**Given text:**
+---+

Aim: Panoramic radiography is a frequently utilized imaging technique in standard dental examinations and provides many advantages. In this context, studies have been conducted to develop tools to assist physicians in clinical practice by using deep learning models to interpret panoramic radiography images. However, studies in the existing literature have generally addressed these conditions separately and studies that develop a multiclass diagnostic charting model that can detect and segment all these conditions are very limited. Therefore, the aim of this study to develop a deep learning model that can accurately evaluate and segment various dental issues and anatomical structures in panoramic radiographs obtained from different radiography devices and settings.
Materials and Methods: Panoramic radiographs were labelled for 33 different conditions in the categories of dental problems, dental restorations, dental implants, anatomical landmarks, periodontal conditions, jaw pathologies and periapical lesions. A YOLO-v8 model was employed to develop an artificial intelligence model for each labelling. A confusion matrix was utilised to successfully evaluate the developed models.

+---+

**Records drawn from a data source:**
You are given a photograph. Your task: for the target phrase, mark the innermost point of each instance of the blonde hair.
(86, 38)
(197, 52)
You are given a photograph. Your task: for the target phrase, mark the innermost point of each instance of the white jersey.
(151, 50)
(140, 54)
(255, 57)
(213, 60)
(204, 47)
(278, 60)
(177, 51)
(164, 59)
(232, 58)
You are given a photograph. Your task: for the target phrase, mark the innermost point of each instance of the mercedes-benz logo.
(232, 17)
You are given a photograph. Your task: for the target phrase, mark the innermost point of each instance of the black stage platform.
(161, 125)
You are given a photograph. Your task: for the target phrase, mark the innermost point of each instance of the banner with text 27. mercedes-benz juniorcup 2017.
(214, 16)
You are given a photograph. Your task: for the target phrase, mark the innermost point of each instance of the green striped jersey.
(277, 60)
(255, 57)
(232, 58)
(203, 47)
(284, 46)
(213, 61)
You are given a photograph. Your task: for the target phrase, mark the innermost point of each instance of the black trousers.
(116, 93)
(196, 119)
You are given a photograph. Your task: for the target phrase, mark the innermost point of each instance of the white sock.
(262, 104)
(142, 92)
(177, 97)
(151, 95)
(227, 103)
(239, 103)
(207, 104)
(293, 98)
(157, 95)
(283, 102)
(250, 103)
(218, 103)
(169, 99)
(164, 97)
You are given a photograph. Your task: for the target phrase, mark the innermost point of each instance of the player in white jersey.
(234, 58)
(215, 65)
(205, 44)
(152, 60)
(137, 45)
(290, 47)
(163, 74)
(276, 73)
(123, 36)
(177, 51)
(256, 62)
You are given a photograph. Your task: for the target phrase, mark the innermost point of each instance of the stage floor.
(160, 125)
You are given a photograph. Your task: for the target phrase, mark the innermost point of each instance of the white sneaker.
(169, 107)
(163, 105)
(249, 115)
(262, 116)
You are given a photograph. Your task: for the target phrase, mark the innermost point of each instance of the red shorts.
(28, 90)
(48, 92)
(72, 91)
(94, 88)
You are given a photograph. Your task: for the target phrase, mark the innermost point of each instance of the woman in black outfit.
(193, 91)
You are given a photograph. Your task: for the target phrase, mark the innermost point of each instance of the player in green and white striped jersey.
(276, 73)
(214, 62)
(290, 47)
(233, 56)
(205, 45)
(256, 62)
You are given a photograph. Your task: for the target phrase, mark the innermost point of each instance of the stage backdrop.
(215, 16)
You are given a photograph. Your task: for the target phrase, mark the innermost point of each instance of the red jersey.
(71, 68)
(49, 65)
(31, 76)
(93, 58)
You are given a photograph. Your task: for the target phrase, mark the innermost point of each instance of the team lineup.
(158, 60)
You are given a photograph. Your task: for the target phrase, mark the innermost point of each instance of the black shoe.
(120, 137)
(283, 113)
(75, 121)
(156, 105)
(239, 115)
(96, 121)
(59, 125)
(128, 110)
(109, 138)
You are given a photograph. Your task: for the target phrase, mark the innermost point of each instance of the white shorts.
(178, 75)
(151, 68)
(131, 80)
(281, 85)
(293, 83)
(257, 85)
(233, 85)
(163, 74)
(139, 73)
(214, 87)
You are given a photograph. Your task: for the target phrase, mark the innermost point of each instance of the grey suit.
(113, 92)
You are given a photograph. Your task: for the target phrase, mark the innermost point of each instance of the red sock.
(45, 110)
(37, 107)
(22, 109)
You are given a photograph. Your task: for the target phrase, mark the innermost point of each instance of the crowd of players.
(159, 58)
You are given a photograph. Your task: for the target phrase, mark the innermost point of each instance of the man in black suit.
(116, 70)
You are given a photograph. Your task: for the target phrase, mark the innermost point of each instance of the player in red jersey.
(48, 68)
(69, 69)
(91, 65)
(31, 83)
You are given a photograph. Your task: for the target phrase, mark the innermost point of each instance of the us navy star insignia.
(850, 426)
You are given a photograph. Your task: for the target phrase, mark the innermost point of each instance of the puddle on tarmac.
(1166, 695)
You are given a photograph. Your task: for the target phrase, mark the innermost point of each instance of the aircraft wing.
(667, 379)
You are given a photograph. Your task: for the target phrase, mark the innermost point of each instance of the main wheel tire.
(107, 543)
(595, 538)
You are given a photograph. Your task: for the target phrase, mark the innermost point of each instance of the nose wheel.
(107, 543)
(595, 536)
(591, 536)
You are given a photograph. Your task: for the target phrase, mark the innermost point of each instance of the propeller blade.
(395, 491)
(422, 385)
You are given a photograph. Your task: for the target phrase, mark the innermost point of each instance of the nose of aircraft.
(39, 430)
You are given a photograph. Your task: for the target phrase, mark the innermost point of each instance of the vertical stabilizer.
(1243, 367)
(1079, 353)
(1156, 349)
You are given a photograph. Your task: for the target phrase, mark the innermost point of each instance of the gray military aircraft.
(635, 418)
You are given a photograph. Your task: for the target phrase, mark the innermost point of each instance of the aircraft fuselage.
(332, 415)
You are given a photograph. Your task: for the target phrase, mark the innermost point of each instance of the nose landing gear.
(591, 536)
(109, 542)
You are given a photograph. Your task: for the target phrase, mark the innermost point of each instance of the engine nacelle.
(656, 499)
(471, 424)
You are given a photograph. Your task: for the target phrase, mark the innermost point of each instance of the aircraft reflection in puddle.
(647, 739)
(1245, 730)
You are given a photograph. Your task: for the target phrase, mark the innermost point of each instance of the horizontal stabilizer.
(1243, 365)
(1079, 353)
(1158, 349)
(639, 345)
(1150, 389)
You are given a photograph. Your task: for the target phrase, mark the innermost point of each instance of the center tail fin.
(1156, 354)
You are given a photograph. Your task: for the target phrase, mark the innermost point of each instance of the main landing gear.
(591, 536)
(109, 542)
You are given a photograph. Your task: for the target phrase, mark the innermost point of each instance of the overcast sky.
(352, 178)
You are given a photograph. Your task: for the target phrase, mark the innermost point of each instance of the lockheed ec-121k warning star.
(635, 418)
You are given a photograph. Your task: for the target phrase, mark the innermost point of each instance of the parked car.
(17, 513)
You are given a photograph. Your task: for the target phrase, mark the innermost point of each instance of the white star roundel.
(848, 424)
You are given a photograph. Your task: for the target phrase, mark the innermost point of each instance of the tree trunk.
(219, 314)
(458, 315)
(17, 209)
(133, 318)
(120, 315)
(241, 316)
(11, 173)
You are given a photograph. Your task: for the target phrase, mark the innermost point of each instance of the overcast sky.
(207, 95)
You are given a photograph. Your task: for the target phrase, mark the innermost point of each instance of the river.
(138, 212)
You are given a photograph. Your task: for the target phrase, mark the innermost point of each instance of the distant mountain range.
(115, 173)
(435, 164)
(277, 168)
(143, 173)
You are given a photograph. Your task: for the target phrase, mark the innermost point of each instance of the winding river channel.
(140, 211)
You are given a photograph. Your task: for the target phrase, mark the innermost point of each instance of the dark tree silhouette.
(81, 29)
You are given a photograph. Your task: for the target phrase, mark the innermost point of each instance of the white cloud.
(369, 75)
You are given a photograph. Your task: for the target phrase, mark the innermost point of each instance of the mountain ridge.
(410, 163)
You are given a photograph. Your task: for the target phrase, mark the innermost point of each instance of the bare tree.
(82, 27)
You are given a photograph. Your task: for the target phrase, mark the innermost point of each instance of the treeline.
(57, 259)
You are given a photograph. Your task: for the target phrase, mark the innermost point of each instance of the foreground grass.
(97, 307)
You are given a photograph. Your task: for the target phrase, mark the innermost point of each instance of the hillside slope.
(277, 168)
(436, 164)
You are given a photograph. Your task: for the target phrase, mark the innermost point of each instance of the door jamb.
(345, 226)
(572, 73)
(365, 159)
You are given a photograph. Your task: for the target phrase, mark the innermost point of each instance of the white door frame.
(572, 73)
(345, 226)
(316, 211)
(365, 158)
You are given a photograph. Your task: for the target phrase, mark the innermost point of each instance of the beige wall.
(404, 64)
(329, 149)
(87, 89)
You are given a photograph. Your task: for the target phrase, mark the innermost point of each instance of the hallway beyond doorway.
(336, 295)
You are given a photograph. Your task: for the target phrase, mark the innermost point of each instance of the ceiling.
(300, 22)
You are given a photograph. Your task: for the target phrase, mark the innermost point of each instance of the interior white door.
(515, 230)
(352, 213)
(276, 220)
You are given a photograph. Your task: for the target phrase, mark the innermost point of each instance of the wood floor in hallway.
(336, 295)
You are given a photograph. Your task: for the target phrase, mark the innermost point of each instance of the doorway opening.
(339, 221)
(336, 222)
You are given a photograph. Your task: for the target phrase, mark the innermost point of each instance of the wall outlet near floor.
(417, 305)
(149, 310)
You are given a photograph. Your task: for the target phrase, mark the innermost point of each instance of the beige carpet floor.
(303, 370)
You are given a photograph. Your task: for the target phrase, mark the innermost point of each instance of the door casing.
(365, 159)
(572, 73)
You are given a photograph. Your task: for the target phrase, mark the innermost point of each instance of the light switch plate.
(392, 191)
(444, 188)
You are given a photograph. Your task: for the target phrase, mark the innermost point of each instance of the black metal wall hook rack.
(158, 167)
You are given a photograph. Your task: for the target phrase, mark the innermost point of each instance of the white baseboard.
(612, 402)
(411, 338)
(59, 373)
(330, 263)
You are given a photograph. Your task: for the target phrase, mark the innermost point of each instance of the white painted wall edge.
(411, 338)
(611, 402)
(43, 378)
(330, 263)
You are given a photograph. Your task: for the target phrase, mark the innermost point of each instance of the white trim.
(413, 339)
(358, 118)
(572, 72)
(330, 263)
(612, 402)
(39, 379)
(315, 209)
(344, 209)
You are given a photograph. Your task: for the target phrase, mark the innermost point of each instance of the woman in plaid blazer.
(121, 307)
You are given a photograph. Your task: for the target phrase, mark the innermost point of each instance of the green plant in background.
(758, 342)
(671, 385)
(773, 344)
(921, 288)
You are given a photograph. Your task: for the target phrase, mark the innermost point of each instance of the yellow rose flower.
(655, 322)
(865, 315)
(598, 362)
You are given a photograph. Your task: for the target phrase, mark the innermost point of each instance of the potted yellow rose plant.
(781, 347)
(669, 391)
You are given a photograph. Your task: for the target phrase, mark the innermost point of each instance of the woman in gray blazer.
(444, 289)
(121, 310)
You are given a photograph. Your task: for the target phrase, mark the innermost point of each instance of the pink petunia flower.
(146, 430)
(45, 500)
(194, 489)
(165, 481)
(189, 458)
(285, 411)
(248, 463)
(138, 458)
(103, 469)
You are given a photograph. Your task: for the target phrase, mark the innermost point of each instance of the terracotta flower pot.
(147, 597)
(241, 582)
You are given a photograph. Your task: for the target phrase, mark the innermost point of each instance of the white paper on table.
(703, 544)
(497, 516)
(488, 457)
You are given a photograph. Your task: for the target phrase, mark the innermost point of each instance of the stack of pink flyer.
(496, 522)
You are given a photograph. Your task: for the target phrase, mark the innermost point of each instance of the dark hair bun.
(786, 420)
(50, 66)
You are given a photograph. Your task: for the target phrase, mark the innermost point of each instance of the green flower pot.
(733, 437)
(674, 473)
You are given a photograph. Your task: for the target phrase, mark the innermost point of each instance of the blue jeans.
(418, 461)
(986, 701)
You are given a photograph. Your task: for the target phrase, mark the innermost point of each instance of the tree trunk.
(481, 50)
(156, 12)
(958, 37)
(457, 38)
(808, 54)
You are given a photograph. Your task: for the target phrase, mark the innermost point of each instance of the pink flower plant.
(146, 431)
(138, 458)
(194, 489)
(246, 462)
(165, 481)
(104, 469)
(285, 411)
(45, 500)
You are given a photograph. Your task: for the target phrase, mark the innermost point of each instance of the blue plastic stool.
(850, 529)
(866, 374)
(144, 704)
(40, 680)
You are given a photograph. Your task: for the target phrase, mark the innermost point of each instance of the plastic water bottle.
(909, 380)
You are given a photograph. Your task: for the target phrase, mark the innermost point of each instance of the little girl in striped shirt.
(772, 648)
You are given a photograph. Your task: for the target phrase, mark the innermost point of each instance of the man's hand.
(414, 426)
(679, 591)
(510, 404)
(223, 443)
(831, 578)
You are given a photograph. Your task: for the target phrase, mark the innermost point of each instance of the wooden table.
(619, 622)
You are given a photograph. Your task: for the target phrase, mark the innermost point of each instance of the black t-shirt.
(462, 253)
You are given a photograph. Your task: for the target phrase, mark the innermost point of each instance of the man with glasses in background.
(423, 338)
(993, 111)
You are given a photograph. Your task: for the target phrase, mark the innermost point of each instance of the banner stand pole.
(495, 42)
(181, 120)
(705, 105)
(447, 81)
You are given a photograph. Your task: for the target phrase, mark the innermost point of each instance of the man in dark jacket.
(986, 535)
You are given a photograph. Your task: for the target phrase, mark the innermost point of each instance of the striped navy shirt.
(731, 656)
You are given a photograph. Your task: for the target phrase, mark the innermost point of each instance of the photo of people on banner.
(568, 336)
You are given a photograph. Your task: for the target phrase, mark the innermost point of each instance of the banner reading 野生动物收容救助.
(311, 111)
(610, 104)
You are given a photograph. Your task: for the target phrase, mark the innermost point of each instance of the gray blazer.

+---+

**Exercises:**
• A. Answer these questions about the dental radiography abstract:
(i) What imaging technique does the abstract call frequently utilized in standard dental examinations?
(ii) For how many different conditions were the panoramic radiographs labelled?
(iii) What was used to evaluate the developed models?
• B. Could you write the next part of the dental radiography abstract, picking up after its last sentence?
These entries have nothing to do with the dental radiography abstract.

**Responses for each task:**
• A.
(i) Panoramic radiography
(ii) 33
(iii) A confusion matrix

• B.
Results: The algorithm achieved a precision value of 0.99-1 in accurately detecting various dental features, such as adult tooth numbering, filling, dental implants, dental pulp, root canal filling, mandibular canal, mandibular condyle, mandible, and pharyngeal airway. With respect to sensitivity, the adult tooth numbering, dental implants, mandibular canal, maxillary sinus, mandibular condyle, angulus mandible, nasal septum, mandible, and hard palate showed the highest values of 0.99–1. The F1-score reached the highest value of 0.99-1 for the root canal filling, adult tooth numbering, dental implants, mandibular canal, mandibular condyle, angulus mandible, mandible, and pharyngeal airway.
Conclusion: Artificial intelligence based on convolutional neural networks has a remarkable ability to detect different conditions observed in regular clinical evaluations in panoramic radiographs, displaying excellent performance. Based on these findings, it can be confidently stated that deep learning-based models has great potential to improve routine clinical practices for physicians.